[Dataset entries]
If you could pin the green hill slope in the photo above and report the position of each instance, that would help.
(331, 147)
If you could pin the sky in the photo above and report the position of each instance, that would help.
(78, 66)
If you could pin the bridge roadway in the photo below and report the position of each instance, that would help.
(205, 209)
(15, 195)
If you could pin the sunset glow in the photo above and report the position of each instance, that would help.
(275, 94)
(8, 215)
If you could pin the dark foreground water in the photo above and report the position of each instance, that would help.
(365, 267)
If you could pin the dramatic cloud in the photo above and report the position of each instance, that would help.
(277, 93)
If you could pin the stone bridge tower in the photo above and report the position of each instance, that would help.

- PROMPT: Print exactly the lines from the one with "If you could pin the dramatic" through the end of the data, inclusive.

- TASK OUTPUT:
If you could pin the dramatic cloud in the photo above and report the position of each instance, that would help.
(277, 93)
If you could pin the stone bridge tower in the photo above and report the position of each instance, that would help.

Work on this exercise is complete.